Äußerlich hatten diese beiden Fakten nichts mit einander zu tun. Dennoch sind sie miteinander verbunden und sie zeigen auch den Geist der Zeit, in der wie leben.
Es muß gesagt werden, daß der Papst nicht direkt für diesen Zeitgeist verantwortlich ist. Aber dieser Geist erhält einiges von seiner Zugkraft durch eine starke, um ihn herum aufgebaute Agenda.

Wer waren die Patres Primo Mazzolari und Lorenzo Milani? Beide waren Pfarrgemeindepriester, die zu verschiedenen Zeiten ein ähnliches Leben lebten.
Der Erste, stark antifaschistisch, hat nach dem 2. Weltkrieg viele Beiträge zur Soziallehre veröffentlicht und sich dabei besonders auf Gewaltlosigkeit und Abrüstung fokussiert.

● **Arbeitsaufträge**:
- A) Nennen Sie alle Wörter im Text über die Patres Mazzolari und Milani, die mit „ß“ geschrieben sind.
- B) Bitte nehmen Sie den Text über die Patres Mazzolari und Milani nach seinem letzten Satz wieder auf und schreiben Sie ihn weiter.

● **Gespeicherte Zeilen**:
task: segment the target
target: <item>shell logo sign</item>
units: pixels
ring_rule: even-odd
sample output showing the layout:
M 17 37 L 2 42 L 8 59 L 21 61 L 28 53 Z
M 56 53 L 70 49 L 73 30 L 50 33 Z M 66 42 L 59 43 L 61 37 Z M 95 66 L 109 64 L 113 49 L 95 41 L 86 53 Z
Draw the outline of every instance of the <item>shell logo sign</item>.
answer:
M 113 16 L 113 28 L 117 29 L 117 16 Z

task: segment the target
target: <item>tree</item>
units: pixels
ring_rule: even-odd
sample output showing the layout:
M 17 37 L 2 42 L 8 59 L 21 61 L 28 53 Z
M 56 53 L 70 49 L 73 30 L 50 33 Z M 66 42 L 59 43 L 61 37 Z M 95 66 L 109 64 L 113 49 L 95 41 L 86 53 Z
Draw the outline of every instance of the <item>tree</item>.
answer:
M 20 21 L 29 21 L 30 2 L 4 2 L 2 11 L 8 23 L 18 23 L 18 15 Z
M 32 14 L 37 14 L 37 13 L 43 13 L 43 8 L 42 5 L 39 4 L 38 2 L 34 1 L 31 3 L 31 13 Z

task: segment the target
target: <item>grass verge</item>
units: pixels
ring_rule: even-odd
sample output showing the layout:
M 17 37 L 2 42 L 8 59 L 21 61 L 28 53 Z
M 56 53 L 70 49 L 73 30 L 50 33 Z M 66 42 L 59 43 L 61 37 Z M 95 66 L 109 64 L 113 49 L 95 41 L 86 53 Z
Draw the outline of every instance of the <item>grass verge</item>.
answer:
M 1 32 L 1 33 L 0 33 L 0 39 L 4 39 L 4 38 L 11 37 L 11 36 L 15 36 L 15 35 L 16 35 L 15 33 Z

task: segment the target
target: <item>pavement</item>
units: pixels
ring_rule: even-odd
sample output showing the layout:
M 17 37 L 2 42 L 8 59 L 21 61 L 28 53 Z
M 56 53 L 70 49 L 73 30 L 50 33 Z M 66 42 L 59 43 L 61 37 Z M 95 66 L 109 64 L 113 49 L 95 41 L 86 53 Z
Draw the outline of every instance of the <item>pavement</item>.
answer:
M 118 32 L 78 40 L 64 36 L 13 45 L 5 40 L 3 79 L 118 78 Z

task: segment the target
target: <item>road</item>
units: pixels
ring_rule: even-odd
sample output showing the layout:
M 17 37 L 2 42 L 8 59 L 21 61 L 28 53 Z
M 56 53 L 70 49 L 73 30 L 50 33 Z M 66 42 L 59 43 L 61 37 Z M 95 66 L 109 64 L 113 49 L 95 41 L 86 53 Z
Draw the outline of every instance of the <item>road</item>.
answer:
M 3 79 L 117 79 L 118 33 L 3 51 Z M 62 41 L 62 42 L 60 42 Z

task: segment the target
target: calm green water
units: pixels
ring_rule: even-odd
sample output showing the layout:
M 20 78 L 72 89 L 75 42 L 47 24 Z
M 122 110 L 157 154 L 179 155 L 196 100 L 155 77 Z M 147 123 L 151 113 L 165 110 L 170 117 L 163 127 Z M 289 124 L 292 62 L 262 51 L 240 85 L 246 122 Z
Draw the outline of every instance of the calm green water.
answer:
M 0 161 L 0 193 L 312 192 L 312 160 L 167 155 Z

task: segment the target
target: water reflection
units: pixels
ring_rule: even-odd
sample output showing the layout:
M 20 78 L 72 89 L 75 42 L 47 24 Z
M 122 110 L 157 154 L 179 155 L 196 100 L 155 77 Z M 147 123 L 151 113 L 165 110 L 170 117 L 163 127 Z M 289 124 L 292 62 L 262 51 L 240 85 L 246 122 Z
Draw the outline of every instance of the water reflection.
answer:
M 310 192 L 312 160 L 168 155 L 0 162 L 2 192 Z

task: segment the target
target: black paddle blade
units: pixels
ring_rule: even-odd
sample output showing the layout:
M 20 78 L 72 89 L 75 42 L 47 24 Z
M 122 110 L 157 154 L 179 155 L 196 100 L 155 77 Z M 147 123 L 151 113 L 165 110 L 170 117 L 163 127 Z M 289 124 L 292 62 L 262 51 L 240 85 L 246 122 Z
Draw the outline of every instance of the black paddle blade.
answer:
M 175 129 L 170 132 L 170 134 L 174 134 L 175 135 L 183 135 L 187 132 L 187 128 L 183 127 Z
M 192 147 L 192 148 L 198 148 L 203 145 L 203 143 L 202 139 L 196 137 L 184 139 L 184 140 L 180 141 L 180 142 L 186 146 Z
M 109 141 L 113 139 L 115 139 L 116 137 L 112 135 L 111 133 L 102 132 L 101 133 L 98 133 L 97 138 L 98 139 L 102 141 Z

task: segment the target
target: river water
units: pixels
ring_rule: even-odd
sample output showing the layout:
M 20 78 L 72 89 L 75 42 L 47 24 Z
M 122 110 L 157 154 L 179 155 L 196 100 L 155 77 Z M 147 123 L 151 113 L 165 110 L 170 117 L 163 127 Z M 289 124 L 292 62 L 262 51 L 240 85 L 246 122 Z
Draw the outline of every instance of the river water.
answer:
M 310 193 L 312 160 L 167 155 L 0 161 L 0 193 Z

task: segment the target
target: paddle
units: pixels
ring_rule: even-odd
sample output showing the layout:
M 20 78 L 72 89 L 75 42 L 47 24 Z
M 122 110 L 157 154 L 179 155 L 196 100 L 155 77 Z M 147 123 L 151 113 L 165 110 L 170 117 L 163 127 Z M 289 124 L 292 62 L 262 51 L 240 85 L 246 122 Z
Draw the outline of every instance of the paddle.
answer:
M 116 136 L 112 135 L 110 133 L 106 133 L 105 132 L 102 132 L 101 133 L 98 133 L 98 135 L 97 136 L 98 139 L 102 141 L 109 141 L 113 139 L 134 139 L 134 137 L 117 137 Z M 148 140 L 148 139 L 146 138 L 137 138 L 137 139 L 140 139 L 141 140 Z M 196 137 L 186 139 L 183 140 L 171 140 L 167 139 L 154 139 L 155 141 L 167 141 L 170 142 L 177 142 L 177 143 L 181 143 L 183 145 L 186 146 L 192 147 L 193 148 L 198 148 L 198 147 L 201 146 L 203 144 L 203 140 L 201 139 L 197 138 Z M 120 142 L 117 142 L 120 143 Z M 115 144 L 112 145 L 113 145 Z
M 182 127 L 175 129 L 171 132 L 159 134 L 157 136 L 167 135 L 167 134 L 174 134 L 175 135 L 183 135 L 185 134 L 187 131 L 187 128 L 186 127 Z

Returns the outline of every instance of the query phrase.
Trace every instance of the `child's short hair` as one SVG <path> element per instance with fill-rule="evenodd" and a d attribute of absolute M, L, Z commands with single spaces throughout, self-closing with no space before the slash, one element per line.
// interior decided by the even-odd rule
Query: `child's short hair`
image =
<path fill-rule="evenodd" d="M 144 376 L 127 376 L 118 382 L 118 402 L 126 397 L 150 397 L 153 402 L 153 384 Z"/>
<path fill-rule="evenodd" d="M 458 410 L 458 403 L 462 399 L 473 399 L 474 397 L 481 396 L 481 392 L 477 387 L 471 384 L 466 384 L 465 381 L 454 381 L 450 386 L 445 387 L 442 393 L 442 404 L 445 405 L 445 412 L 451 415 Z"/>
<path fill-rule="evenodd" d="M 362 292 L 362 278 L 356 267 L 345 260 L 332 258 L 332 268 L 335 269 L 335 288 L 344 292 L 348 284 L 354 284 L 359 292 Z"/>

● **Lösungen**:
- A) Äußerlich, muß, daß

- B)
Der Zweite, ein zum Katholizismus konvertierter Agnostiker, trat relativ schnell ins Priestertum ein. Aus einer sehr reichen Familie stammend, ließ er alles zurück, wurde Priester, arbeitete in einer Gemeinde und wurde nach Barbiana entsandt, einem Dorf in der Gegend von Florenz, wo er eine Schule mit speziellen Lehrmethoden gründete.

Beide-Pater Mazzolari und Pater Milani-wurden wegen ihrer Schriften vom Sant´ Uffizio überprüft.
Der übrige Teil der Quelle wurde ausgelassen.